Task requirements: Retype the records from their start through the line containing "positive clicks: (0, 21) (0, 22) (0, 15)", including both ends, and leave the pictures out of your copy.

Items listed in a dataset
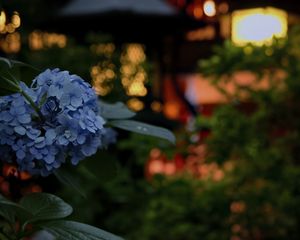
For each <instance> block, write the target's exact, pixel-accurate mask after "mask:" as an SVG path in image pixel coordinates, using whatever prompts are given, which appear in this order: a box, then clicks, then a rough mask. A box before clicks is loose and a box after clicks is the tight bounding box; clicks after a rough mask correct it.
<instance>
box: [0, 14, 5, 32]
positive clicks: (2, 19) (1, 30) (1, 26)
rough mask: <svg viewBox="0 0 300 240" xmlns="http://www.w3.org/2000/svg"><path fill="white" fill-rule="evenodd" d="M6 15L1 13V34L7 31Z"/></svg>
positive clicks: (0, 21) (0, 22) (0, 15)
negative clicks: (6, 26) (5, 28)
mask: <svg viewBox="0 0 300 240" xmlns="http://www.w3.org/2000/svg"><path fill="white" fill-rule="evenodd" d="M5 23H6V15H5V12H4V11H1V13H0V32H2V31H4V30H5Z"/></svg>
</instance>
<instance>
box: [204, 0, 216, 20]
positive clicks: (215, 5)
mask: <svg viewBox="0 0 300 240" xmlns="http://www.w3.org/2000/svg"><path fill="white" fill-rule="evenodd" d="M203 12H204V14H205V15H206V16H208V17H213V16H215V15H216V13H217V10H216V4H215V2H214V1H212V0H208V1H205V2H204V4H203Z"/></svg>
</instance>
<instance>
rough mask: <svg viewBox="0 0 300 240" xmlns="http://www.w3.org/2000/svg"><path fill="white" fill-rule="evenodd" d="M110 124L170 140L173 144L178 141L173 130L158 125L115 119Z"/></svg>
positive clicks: (145, 134)
mask: <svg viewBox="0 0 300 240" xmlns="http://www.w3.org/2000/svg"><path fill="white" fill-rule="evenodd" d="M109 124H111V125H112V126H114V127H117V128H121V129H124V130H127V131H131V132H136V133H140V134H144V135H150V136H154V137H159V138H162V139H165V140H168V141H170V142H171V143H173V144H175V141H176V139H175V136H174V134H173V133H172V132H171V131H169V130H167V129H165V128H162V127H156V126H153V125H150V124H146V123H141V122H138V121H134V120H113V121H110V122H109Z"/></svg>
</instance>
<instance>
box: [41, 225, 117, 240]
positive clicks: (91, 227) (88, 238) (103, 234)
mask: <svg viewBox="0 0 300 240" xmlns="http://www.w3.org/2000/svg"><path fill="white" fill-rule="evenodd" d="M40 227H41V228H43V229H44V230H46V231H47V232H49V233H50V234H52V235H53V236H54V237H55V239H56V240H122V238H120V237H118V236H116V235H114V234H112V233H109V232H106V231H104V230H101V229H99V228H96V227H93V226H90V225H87V224H83V223H79V222H74V221H64V220H60V221H55V222H48V223H44V224H43V225H40Z"/></svg>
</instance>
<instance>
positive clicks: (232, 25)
mask: <svg viewBox="0 0 300 240" xmlns="http://www.w3.org/2000/svg"><path fill="white" fill-rule="evenodd" d="M286 34H287V13H286V12H285V11H283V10H279V9H276V8H272V7H267V8H253V9H246V10H238V11H234V12H233V14H232V27H231V37H232V41H233V42H234V43H235V44H237V45H245V44H247V43H252V44H255V45H257V46H261V45H263V44H270V43H272V39H273V38H274V37H276V38H283V37H285V36H286Z"/></svg>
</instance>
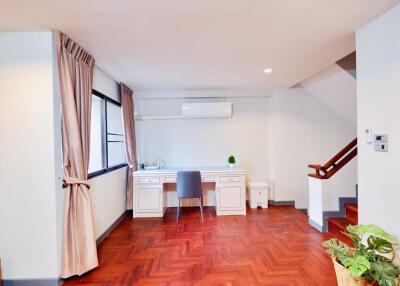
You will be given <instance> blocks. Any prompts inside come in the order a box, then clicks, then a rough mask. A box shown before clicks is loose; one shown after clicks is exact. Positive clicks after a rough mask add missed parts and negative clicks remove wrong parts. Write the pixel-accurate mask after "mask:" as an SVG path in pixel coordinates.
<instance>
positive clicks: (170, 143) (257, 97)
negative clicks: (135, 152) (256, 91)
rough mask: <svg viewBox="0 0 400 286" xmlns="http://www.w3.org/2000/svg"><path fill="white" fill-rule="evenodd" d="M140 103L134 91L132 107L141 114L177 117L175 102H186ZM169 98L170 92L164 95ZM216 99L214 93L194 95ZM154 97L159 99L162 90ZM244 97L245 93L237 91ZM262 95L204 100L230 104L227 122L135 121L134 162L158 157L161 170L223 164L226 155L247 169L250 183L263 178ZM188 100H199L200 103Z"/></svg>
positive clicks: (263, 130) (227, 157) (267, 111)
mask: <svg viewBox="0 0 400 286" xmlns="http://www.w3.org/2000/svg"><path fill="white" fill-rule="evenodd" d="M182 93H183V92H175V93H174V97H175V98H169V99H140V98H143V96H142V95H143V93H141V92H137V93H136V95H137V96H138V98H139V99H136V101H135V104H136V107H137V109H138V110H137V111H138V112H139V113H140V114H141V115H173V114H180V112H181V109H180V108H181V103H182V102H184V101H188V100H190V99H183V98H179V97H180V96H181V95H182ZM170 94H171V93H170ZM202 94H207V95H209V96H213V95H214V96H219V95H220V93H219V92H215V93H213V92H212V91H204V92H197V96H198V97H199V98H200V97H202ZM152 95H153V96H154V97H157V98H160V97H163V96H165V95H164V94H163V92H162V91H160V92H159V93H158V94H156V93H155V92H153V93H152ZM241 95H242V96H246V92H242V94H241ZM265 95H266V96H264V97H235V98H233V97H231V98H229V97H228V98H219V99H215V98H214V99H205V100H207V101H208V100H226V101H230V102H232V103H233V117H232V118H231V119H174V120H145V121H137V122H136V129H137V141H138V158H139V159H140V160H142V161H144V162H146V161H147V162H152V161H154V160H156V159H158V158H162V159H164V160H165V161H166V164H167V166H171V167H179V166H189V167H190V166H200V167H201V166H224V165H226V164H227V159H228V156H229V155H230V154H233V155H235V156H236V159H237V164H238V165H240V166H241V167H243V168H245V169H246V170H247V175H248V178H249V179H250V180H256V181H257V180H261V181H268V179H269V172H270V170H269V167H270V166H269V165H268V163H269V162H270V158H269V155H268V152H269V147H268V146H269V144H270V143H269V139H270V138H269V136H268V135H269V132H268V130H269V128H270V126H269V124H270V120H269V117H270V104H271V98H270V97H268V96H267V95H269V93H267V92H266V93H265ZM199 98H198V99H191V100H195V101H201V99H199Z"/></svg>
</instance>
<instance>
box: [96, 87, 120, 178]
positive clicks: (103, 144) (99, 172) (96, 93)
mask: <svg viewBox="0 0 400 286" xmlns="http://www.w3.org/2000/svg"><path fill="white" fill-rule="evenodd" d="M93 95H95V96H97V97H100V98H101V99H103V100H104V108H103V112H104V116H102V127H103V128H102V133H103V134H102V136H101V137H102V142H101V144H102V156H103V158H102V160H103V164H104V166H105V168H103V169H101V170H98V171H94V172H91V173H89V174H88V179H91V178H95V177H98V176H101V175H103V174H107V173H109V172H112V171H115V170H118V169H121V168H124V167H126V166H128V163H123V164H118V165H115V166H112V167H109V165H108V142H109V141H108V134H112V133H108V129H107V120H108V118H107V104H108V103H111V104H114V105H117V106H118V107H121V103H119V102H118V101H116V100H114V99H112V98H110V97H108V96H107V95H105V94H103V93H101V92H99V91H98V90H95V89H92V96H93ZM121 120H122V118H121ZM124 141H125V138H124ZM89 156H90V155H89Z"/></svg>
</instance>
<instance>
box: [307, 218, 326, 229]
mask: <svg viewBox="0 0 400 286" xmlns="http://www.w3.org/2000/svg"><path fill="white" fill-rule="evenodd" d="M308 223H309V224H311V225H312V226H313V227H314V228H316V229H318V230H319V231H320V232H323V226H322V225H319V224H318V223H316V222H315V221H313V220H312V219H310V218H309V219H308Z"/></svg>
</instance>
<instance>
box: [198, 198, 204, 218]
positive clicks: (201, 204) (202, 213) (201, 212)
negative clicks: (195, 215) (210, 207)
mask: <svg viewBox="0 0 400 286" xmlns="http://www.w3.org/2000/svg"><path fill="white" fill-rule="evenodd" d="M199 200H200V213H201V222H204V217H203V197H200V198H199Z"/></svg>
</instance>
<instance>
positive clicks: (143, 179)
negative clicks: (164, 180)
mask: <svg viewBox="0 0 400 286" xmlns="http://www.w3.org/2000/svg"><path fill="white" fill-rule="evenodd" d="M136 183H137V184H140V185H145V184H159V183H160V178H158V177H139V178H137V179H136Z"/></svg>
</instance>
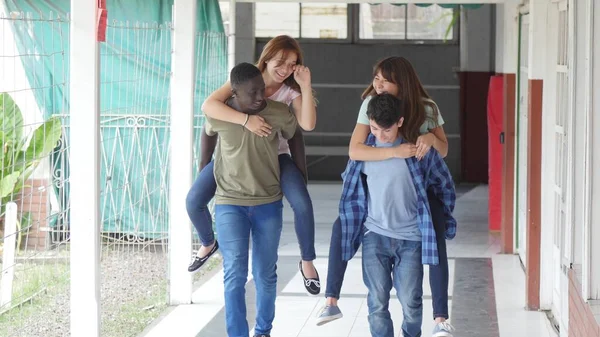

Task response:
For each <instance> block, write the target's exact, pixel-accurate mask after "mask:" as an SVG path in image pixel coordinates, using whatever prompts are given, which appear in this order: a box, then clicks, then a rough mask. A box before clicks is loose and a box after clicks is the tight bounding box; clicks after a rough mask correct it.
<instance>
box: [0, 14, 5, 32]
positive clicks: (2, 19) (1, 30) (1, 26)
rough mask: <svg viewBox="0 0 300 240" xmlns="http://www.w3.org/2000/svg"><path fill="white" fill-rule="evenodd" d="M6 15L1 13V34L7 31Z"/></svg>
positive clicks: (0, 21) (0, 22) (0, 15)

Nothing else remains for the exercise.